# Problems
a) In the forum post on the dask_cudf error, why does the poster use dask.dataframe's "map_partitions()"? Answer in one to three sentences.
b) Write what follows in the forum post on the dask_cudf error, starting after the last line of code shown.

# Extract
==========
Debian - error of accessing an attribute of dask_cudf Series data structure when it is called from a user defined function

mtnt
June 22, 2023
389 views
0 votes
2 Answers

My question is relevant to my previous one at Error of using parallelizing data processing by "sentence_transformers" on 2 GPUs from Jupyter notebook. I have tried a new solution because I got an error for the proposed one.

I would like to use sentence-transformer ( https://www.sbert.net/) to encode some English sentences. In order to improve the efficiency, I am trying to run it on 2 T4 GPUs from Jupyter notebook on GCP (Linux Debian python 3.8).

I am using dask.dataframe "map_partitions()" (https://docs.dask.org/en/stable/generated/dask.dataframe.DataFrame.map_partitions.html) in order to process the data on multiple GPUs.

My code:

import cudf
import dask_cudf
 
from dask.distributed import Client, wait, get_worker, get_client
from dask_cuda import LocalCUDACluster
 
cluster = LocalCUDACluster(CUDA_VISIBLE_DEVICES="0,1", n_workers=2, threads_per_worker=4, memory_limit="15GB",    device_memory_limit="24GB", rmm_pool_size="2GB", rmm_maximum_pool_size="15GB")
 
client = Client(cluster)
 
client.run(cudf.set_allocator, "managed") # Uses managed memory instead of "default"
 
import dask.dataframe as dd
import pandas as pd
from dask.multiprocessing import get
import random
 
df = pd.DataFrame({'col_1': ["This is sentence " + str(x) for x in random.sample(range(10**7), 10**7)],   'col_2': ["That is another sentence " + str(x) for x in random.sample(range(10**7), 10**7)]})
==========
# Stored rows
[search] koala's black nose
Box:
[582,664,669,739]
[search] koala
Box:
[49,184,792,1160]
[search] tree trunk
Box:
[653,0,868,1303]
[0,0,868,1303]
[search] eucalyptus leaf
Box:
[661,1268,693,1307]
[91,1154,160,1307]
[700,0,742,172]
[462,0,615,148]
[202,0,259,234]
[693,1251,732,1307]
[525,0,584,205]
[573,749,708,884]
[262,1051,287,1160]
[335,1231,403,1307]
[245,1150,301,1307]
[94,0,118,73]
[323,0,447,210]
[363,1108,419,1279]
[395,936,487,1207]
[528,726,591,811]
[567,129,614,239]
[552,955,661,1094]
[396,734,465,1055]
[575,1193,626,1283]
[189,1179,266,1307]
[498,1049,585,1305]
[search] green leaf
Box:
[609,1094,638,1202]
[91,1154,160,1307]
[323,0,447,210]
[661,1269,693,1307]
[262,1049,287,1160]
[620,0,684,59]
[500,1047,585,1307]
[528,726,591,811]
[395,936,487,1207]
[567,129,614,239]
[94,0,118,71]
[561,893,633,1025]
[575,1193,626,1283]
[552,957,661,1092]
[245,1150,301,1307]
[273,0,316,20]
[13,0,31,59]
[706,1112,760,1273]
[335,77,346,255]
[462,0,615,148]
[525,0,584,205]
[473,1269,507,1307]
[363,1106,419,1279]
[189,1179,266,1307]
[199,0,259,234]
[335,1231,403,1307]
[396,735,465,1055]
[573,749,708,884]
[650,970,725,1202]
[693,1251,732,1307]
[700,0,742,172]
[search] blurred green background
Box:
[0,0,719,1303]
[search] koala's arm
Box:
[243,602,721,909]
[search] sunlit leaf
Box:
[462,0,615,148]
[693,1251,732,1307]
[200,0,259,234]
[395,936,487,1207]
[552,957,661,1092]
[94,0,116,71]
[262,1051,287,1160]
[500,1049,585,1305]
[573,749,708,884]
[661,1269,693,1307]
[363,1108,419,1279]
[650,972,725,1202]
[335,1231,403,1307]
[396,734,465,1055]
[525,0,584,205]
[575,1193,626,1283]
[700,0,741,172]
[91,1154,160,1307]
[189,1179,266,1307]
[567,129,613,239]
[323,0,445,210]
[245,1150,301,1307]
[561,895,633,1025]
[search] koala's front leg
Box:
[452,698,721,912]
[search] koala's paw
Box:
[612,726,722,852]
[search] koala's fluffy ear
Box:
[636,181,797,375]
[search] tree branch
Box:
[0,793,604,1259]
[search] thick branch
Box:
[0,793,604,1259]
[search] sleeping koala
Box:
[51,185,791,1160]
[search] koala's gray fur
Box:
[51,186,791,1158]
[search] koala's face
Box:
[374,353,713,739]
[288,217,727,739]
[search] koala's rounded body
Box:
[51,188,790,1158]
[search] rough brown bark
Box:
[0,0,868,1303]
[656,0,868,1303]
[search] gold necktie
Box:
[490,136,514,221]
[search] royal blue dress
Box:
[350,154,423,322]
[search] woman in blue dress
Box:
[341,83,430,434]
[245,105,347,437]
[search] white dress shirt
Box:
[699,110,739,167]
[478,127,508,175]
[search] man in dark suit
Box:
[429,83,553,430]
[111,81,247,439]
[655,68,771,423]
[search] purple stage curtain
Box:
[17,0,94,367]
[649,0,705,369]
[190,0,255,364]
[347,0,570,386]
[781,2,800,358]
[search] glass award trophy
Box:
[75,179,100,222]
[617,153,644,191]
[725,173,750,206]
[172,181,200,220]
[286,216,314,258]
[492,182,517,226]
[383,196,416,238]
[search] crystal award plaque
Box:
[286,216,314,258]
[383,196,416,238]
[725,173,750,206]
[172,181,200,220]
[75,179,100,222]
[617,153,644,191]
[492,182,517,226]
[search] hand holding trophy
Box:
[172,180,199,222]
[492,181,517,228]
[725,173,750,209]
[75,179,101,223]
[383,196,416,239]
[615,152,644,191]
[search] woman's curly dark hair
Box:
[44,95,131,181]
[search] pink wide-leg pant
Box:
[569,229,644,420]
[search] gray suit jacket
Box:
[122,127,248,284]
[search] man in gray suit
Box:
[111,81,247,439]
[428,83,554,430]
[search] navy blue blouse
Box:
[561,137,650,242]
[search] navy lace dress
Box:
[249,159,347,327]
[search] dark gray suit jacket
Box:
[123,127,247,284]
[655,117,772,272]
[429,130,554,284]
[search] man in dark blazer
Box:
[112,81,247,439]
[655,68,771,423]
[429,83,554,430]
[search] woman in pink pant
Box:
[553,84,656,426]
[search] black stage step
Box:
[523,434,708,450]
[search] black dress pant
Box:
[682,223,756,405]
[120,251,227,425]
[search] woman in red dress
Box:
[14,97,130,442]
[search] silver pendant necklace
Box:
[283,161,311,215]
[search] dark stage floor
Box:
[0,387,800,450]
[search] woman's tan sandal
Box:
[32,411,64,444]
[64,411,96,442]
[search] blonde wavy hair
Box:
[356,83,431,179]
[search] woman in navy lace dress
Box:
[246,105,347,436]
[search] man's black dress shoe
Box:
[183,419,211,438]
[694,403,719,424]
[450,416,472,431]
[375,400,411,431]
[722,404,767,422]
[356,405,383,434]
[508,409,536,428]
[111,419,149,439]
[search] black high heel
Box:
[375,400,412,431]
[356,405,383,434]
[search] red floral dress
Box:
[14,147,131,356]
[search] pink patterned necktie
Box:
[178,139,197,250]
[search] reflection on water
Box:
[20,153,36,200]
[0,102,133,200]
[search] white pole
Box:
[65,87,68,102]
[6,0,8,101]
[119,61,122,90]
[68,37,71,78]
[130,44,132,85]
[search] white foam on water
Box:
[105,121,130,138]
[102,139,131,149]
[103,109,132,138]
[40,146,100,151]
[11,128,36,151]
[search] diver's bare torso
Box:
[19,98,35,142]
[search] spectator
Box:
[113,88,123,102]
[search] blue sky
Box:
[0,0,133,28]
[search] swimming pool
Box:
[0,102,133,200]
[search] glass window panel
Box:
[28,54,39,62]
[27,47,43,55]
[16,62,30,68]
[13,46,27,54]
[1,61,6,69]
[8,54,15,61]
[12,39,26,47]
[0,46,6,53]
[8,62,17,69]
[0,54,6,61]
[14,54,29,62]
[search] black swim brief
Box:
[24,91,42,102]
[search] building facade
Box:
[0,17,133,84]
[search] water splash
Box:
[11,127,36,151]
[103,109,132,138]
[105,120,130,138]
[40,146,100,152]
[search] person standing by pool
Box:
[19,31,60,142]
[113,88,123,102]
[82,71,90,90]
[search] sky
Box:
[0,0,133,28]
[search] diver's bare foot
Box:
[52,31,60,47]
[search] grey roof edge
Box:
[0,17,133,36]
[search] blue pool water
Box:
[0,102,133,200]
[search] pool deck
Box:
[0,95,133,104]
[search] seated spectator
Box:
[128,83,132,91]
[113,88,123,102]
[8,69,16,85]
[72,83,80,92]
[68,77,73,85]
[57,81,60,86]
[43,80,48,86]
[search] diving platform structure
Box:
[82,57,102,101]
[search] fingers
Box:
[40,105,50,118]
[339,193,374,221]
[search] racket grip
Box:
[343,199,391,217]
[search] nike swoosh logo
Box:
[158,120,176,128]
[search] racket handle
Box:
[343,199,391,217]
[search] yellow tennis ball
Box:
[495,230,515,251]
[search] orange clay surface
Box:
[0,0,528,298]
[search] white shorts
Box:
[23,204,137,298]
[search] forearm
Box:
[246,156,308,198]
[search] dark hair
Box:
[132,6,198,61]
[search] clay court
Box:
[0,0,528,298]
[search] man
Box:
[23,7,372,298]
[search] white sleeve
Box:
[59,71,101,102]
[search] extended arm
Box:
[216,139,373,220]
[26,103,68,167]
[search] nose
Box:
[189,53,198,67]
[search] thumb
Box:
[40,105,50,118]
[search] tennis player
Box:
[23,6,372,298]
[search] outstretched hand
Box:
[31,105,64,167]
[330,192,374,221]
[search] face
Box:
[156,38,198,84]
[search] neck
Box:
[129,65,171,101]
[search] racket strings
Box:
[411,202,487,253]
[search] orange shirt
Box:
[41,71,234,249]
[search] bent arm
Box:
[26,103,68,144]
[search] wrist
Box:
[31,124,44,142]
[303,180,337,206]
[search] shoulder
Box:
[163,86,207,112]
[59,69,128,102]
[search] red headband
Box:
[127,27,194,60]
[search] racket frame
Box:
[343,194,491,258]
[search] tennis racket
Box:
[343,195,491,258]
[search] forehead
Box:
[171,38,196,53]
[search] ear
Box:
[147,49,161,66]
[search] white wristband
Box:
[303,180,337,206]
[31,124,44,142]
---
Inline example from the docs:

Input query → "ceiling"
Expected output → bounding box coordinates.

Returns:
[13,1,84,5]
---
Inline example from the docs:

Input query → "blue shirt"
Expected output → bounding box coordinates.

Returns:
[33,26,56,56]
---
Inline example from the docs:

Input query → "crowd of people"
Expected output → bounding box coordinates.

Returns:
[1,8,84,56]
==========
# Results of the exercise
a) The poster uses "map_partitions()" to process the data on multiple GPUs. The aim is to run sentence-transformer encoding of English sentences more efficiently on two T4 GPUs.

b)
 
cudf_df = cudf.DataFrame.from_pandas(df)
 
dask_df = dask_cudf.from_cudf(cudf_df, npartitions=8)
 
from sentence_transformers import SentenceTransformer
import numpy as np
 
sbert_model = SentenceTransformer('all-MiniLM-L6-v2')
 
def test_f_str(df, args):
    col1, col2, chunks = args
    for col in [col1, col2]:
        emb = sbert_model.encode(sentences=list(df[col].to_dask_dataframe()), batch_sze=1024, show_progress_bar=True)
        semb = np.array([str(x) for x in emb])
        emb_array = dask.array.from_array(semb, chunks=chunks)
        df[col+'_emb'] = emb_array
    return df
 
 
type(dask_df), dask_df.npartitions
(dask_cudf.core.DataFrame, 8)
 
chunks = dask_df.map_partitions(lambda x: len(x)).compute().to_numpy()
print(chunks, type(chunks))
 
[1250000 1250000 1250000 1250000 1250000 1250000 1250000 1250000] <class 'numpy.ndarray'>
 
new_dask_df = dask_df.map_partitions(test_f_str,
                                     args=('col_1', 'col_2', chunks),
                                     meta={'col_1':'object',
                                           'col_2':'object',
                                           'col_1_emb':'object',
                                           'col_2_emb':'object'})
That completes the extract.